### Provided data

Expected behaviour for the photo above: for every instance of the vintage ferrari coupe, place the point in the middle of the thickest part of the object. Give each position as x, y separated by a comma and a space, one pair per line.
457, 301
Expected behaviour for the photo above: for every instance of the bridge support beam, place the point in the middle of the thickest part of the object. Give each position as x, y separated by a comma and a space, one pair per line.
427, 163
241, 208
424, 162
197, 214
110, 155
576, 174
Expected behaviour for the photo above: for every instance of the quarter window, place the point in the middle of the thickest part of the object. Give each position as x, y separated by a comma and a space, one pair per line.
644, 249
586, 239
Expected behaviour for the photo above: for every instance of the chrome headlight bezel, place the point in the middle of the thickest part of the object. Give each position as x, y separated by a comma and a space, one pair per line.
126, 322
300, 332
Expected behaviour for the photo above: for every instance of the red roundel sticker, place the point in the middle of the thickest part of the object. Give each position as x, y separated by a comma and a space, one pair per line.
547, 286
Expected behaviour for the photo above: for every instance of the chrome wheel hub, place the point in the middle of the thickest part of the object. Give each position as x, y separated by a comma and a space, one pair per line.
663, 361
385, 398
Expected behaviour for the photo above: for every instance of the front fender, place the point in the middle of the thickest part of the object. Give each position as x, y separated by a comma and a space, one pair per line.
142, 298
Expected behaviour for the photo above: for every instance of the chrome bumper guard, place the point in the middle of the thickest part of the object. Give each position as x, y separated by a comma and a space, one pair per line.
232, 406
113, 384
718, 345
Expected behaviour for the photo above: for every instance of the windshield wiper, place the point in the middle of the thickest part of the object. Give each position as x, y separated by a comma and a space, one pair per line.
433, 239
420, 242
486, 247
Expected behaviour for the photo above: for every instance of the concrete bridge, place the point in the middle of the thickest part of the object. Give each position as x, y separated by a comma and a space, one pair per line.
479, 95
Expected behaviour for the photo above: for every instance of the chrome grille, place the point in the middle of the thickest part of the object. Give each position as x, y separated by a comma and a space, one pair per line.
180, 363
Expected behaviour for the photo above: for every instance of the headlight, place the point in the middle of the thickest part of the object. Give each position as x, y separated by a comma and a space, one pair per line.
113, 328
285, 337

### Your instructions
Copy out all the records again, putting "widest" in place of "thickest" everywhere it occurs and changing nothing else.

### Solution for this task
Expected behaviour for the photo above: for every instance of the vintage ferrari coupe, place the point in the middle of the widest part of the object. Give each position as x, y separated by a comma and a space, one pair per line.
457, 301
Expected behaviour for the photo above: for every instance of the bridge support beam, place the point in the middle of the widest part of the object. Give each position as x, y separated by a comma and a space, one pair per line.
427, 163
241, 208
424, 162
197, 214
110, 155
576, 174
Expected behaviour for the photo above: for every instance of the quarter window, place the point in the middle of the widest part of the object. Give each position as x, y separated by a comma and a space, one pair per line.
644, 249
586, 239
Expected behaviour for the photo above: for every instance of the chrome headlight bezel, place the point in the middle of the widest part of the object. Give each position as x, y separated by a comma and a space, one pair per line.
126, 322
300, 332
Expected behaviour for the photo above: for every instance of the red roundel sticker, place the point in the middle of the widest part of the object. Give each position as x, y separated by a comma and a space, one pair per line.
547, 286
Expected behaviour for the photo above: for every instance of the chrome wheel hub, place the point in the middle of the widest part of the object. Give each position as x, y separated by a comma and a space, one pair per line.
663, 361
385, 398
Expected behaviour for the photo above: for every instance of the front fender, place the point in the middle of the widest part of the object. Give each position as x, y separated by a comma and a space, one pair per line.
142, 298
Expected behaviour for the photo above: for every instance of the chrome bumper guard, place the point in the middle of the widest part of the object. Give each position as x, y separated by a comma and a space, one pair per line.
232, 406
113, 384
718, 345
Expected behaviour for the photo above: for every instance of the windshield wiper, place the point in the middle of the widest part of the object. Give each position as x, y separated by a comma and a space, one pair per line.
433, 239
420, 242
486, 247
Expected behaviour for the photo above: for every instance of the concrete bridge, place the point in the middle of the widest part of the object. Give each position as x, y separated by a comma and a space, one pair per line.
479, 95
Expected behaviour for the photo above: for every instance of the chrome grille, place the point in the middle of the widest part of the object. Give each position as x, y separated by a comma and a space, one pair per line.
180, 363
Expected behaviour for the photo above: for every instance of the headlight, place the point in the middle of the widest part of the object. Give each position as x, y separated by a comma and a space, one pair per line.
113, 328
285, 337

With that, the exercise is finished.